#### Excerpt to read
Description
Betel Vine is a vine of the family Piperaceae, which includes pepper and Kava. Betel leaf is mostly consumed in Asia, and elsewhere in the world by some Asian emigrants, as betel
quid or in paan, with areca nut and/or tobacco.
In India and Sri Lanka, a sheaf of betel leaves is traditionally offered as a mark of respect and auspicious beginnings. Occasions include greeting elders at wedding ceremonies, celebrating the New Year, and offering payment to Ayurvedic physicians and astrologers.
Characteristics:
Betel Vine is an evergreen and perennial creeper, with glossy heart-shaped leaves, producing woody stems 5-20 m long. The stems produce adventitious roots, with which they can adhere to other plants etc for support. Leaves are light green to bright green, glossy, deeply veined and hairless. They are heart-shaped with entire leaf margin. Lleaf stalk is reddish like the stem. Flowers are white catkins developed on the nodes, erect or pendulous. Flowers are small, without sepal and petal. Fruits are fleshy, spherical to ellipsoidal. The primary use of betel leaf is as a wrap for chewing of betel nut or tobacco where it is mainly used to add flavour. Betel vine is native to India and SE Asia.
########
* **Problems to work on**
• 1. According to the betel vine description, on which three occasions is a sheaf of betel leaves offered?
• 2. Set down word for word the part of the betel vine description starting at "Description" and ending at "nut and/or tobacco.".
The items that come next are separate material and are not connected to the betel vine description.
#### Data supplied
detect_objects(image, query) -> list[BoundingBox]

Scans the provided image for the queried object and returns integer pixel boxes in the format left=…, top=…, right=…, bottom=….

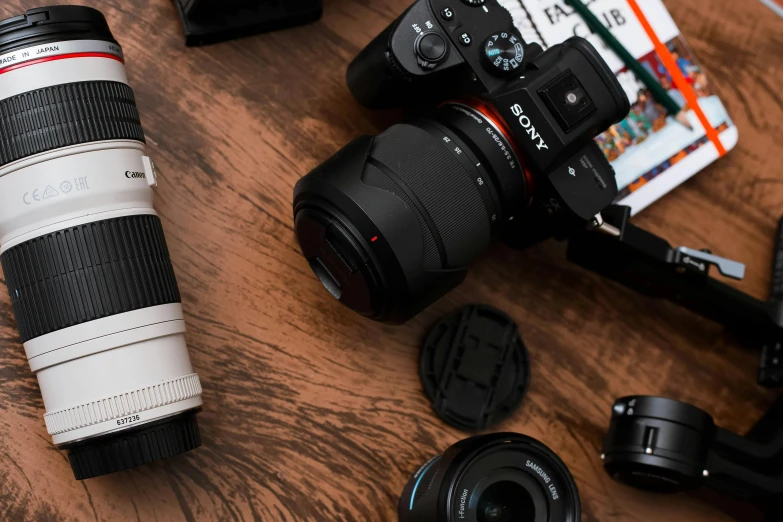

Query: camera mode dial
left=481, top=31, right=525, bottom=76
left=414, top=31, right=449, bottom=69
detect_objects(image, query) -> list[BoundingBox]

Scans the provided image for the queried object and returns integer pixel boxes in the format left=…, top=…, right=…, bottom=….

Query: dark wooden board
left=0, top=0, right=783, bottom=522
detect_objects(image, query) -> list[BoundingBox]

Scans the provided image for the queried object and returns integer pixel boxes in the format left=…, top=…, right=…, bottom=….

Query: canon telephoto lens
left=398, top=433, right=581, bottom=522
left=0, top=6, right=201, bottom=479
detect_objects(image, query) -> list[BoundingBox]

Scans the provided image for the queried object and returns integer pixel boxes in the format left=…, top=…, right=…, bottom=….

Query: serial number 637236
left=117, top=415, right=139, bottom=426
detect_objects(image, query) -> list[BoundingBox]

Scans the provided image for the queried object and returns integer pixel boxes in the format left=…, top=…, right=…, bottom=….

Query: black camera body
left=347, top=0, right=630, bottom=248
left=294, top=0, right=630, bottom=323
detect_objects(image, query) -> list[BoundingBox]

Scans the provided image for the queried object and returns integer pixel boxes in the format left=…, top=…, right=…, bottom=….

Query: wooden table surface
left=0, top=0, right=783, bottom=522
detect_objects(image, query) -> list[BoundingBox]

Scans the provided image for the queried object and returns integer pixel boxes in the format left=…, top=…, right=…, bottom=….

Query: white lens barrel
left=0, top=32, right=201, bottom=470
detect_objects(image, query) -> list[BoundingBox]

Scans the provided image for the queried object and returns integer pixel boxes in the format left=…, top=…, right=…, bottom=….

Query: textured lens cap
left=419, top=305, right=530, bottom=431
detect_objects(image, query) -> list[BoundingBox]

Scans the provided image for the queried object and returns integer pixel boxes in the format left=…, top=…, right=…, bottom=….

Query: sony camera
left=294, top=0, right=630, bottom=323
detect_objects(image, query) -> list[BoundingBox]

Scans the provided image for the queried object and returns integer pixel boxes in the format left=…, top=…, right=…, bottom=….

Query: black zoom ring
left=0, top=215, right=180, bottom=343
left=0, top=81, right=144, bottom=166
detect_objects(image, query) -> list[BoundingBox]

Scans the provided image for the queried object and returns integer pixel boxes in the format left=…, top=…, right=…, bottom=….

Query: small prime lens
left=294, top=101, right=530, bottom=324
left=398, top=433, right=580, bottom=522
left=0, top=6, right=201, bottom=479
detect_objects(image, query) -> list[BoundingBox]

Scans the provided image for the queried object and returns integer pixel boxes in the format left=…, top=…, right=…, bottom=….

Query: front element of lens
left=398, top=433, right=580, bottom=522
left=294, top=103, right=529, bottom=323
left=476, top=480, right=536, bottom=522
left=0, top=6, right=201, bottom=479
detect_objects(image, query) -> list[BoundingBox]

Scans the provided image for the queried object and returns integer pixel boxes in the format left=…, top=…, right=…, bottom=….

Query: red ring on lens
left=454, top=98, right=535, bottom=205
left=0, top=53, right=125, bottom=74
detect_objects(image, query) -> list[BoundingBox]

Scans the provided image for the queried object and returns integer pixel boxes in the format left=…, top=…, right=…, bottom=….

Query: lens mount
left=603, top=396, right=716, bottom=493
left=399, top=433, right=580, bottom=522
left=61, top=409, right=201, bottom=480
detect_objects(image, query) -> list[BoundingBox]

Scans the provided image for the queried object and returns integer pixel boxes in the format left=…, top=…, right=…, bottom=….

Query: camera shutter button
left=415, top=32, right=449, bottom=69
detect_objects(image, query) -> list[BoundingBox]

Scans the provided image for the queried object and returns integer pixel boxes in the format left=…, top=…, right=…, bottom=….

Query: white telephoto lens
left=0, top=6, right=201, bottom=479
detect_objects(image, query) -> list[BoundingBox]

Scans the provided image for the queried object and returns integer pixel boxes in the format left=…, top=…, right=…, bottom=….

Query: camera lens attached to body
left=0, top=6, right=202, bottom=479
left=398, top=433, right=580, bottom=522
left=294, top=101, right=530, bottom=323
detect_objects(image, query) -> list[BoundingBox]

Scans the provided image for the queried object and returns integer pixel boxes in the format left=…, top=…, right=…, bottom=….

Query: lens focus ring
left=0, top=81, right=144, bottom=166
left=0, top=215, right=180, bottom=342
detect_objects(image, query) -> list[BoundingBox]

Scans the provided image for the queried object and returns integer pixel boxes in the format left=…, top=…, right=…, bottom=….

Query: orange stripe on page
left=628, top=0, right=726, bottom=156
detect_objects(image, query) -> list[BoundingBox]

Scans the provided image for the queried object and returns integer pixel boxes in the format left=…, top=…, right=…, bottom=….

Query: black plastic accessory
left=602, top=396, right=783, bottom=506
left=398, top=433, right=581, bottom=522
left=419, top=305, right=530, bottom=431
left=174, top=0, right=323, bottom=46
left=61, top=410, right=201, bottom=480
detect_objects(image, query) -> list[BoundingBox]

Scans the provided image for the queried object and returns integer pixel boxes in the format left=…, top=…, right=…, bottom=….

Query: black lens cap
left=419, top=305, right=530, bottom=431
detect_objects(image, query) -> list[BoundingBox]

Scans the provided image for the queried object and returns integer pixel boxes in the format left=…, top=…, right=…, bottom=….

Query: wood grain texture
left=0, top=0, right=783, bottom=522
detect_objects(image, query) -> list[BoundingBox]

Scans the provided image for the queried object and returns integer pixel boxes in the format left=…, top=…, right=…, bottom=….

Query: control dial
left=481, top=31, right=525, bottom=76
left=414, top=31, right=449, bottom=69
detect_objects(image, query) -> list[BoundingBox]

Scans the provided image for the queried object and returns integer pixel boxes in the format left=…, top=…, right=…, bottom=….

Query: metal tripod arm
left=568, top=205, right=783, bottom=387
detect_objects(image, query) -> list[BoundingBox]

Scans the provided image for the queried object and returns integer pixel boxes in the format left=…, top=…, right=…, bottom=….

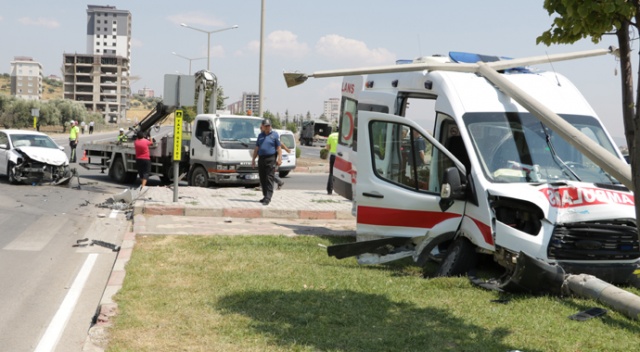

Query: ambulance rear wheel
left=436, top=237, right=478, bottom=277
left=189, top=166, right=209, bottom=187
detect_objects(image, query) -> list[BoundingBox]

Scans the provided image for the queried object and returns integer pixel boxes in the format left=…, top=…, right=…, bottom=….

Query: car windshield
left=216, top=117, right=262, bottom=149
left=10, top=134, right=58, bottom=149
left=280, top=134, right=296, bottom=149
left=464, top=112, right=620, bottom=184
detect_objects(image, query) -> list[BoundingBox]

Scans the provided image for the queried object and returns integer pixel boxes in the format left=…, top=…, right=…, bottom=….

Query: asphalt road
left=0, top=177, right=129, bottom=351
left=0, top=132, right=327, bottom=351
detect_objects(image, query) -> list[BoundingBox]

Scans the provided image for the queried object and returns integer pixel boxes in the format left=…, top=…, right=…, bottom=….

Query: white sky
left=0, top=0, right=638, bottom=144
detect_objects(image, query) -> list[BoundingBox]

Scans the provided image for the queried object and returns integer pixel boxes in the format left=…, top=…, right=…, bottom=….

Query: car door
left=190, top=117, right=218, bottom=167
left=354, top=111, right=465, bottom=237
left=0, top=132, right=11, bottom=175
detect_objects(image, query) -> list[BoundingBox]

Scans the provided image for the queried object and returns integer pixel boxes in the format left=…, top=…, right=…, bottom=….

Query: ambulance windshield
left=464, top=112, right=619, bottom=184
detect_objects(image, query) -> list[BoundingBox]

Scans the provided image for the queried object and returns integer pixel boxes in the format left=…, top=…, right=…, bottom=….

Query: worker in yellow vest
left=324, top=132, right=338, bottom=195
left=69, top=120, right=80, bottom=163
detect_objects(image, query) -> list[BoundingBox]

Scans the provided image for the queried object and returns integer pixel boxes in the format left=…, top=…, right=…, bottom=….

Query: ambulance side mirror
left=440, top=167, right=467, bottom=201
########
* **Problem solutions**
• 1.
1. Greeting elders at wedding ceremonies
2. Celebrating the New Year
3. Offering payment to Ayurvedic physicians and astrologers

• 2.
Description
Betel Vine is a vine of the family Piperaceae, which includes pepper and Kava. Betel leaf is mostly consumed in Asia, and elsewhere in the world by some Asian emigrants, as betel
quid or in paan, with areca nut and/or tobacco.